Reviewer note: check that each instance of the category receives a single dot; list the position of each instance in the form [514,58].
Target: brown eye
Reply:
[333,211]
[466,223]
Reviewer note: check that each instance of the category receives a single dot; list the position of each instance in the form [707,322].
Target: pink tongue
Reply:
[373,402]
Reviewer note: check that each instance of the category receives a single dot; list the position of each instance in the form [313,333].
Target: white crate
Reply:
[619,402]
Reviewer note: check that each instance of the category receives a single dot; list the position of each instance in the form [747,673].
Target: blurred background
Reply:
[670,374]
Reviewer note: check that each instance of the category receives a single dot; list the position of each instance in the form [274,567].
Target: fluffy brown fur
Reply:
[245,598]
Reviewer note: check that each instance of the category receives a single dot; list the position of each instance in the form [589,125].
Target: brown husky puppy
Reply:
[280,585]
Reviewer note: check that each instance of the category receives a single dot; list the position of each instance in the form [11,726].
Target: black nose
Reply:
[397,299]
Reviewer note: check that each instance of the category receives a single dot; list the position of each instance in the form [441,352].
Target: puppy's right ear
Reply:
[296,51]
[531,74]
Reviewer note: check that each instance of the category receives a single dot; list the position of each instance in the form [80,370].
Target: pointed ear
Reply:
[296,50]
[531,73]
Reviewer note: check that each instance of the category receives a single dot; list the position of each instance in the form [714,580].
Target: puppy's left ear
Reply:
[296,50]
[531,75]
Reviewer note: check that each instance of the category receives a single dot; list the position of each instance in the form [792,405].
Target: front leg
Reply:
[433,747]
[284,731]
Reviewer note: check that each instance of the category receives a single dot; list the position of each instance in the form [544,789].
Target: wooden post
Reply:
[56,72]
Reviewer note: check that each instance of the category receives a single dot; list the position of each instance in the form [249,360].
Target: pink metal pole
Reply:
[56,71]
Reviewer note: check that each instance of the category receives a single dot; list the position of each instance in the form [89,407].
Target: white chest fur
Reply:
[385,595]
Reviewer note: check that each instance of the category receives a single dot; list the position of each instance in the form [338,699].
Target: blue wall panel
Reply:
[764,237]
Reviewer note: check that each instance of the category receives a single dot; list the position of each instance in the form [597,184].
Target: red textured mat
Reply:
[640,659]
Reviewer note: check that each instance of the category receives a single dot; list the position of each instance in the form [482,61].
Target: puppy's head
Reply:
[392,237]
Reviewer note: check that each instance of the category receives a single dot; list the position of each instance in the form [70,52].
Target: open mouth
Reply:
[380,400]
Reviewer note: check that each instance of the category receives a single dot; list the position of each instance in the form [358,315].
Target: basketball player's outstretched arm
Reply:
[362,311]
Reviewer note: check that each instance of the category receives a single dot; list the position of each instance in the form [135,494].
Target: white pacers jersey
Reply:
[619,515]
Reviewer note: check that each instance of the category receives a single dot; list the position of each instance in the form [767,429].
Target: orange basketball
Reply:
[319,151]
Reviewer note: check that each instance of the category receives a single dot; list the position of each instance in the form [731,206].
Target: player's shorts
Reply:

----

Print the listing above in full, exactly as it is.

EXERCISE OUTPUT
Reviewer note: check that each instance of the category receives a single dot; list the position of each instance in the form [514,58].
Target: brown eye
Reply:
[333,211]
[466,223]
Reviewer note: check that each instance of the category receives a single dot; list the position of each instance in the form [707,322].
Target: pink tongue
Reply:
[373,402]
Reviewer note: check that each instance of the category receives a single dot; list the position of each instance in the form [313,333].
Target: white crate
Reply:
[619,402]
Reviewer note: check that each instance of the category receives a single dot; list the position of each instance in the form [747,673].
Target: blurred background
Reply:
[670,374]
Reviewer note: check that each instance of the category receives a single dot; list the position of each instance in the form [274,567].
Target: fluffy brown fur
Reply:
[245,598]
Reviewer note: check that each instance of the category receives a single dot; list the position of each instance in the form [589,125].
Target: brown husky puppy
Reply:
[280,585]
Reviewer note: check that each instance of the category receives a single dot; list the position of each instance in the form [11,726].
Target: black nose
Reply:
[397,299]
Reviewer note: check that each instance of the category receives a single dot; list the position of each instance in the form [441,352].
Target: puppy's right ear
Reply:
[296,51]
[531,74]
Reviewer note: check that each instance of the category receives a single dot; list the position of each instance in the form [80,370].
Target: pointed ear
Reply:
[296,50]
[531,73]
Reviewer note: check that each instance of the category receives a single dot; list the position of each instance in the form [714,580].
Target: puppy's left ear
Reply:
[296,50]
[531,75]
Reviewer note: check that each instance of the category receives a single dot; list the position of each instance in the form [792,405].
Target: front leg
Reply:
[433,747]
[284,731]
Reviewer note: check that each instance of the category receives a single dot; list the position of each instance in the form [544,789].
Target: wooden post
Reply:
[56,72]
Reviewer note: check that each instance of the category receives a single dot; list the position of each instance in the form [249,360].
Target: pink metal pole
Reply:
[56,71]
Reviewer note: check that each instance of the category receives a single dot; list the position of each instance in the form [89,407].
Target: white chest fur
Reply:
[385,595]
Reviewer note: check that each instance of the category receives a single dot; list the position of each instance in the form [338,699].
Target: blue wall panel
Reply:
[764,237]
Reviewer note: check that each instance of the category receives a single dot; list the position of each instance in the form [597,184].
Target: red textured mat
Reply:
[640,659]
Reviewer note: check that each instance of the category receives a single dot; list the position of each instance in the form [482,61].
Target: puppy's head
Reply:
[392,237]
Reviewer note: check that each instance of the category receives a single dot; list the position of each instance in the form [70,52].
Target: open mouth
Reply:
[380,400]
Reviewer note: check that each instance of the category receives a single dot; list the position of each instance in the form [358,315].
Target: basketball player's outstretched arm
Reply:
[362,311]
Reviewer note: check that each instance of the category receives a single dot; list the position of each instance in the form [135,494].
Target: white pacers jersey
Reply:
[619,515]
Reviewer note: check that each instance of the category receives a single dot; list the position of each instance in the form [767,429].
Target: orange basketball
Reply:
[319,151]
Reviewer note: check that each instance of the category receives a single dot; list the position of each instance in the form [731,206].
Target: player's shorts
Reply:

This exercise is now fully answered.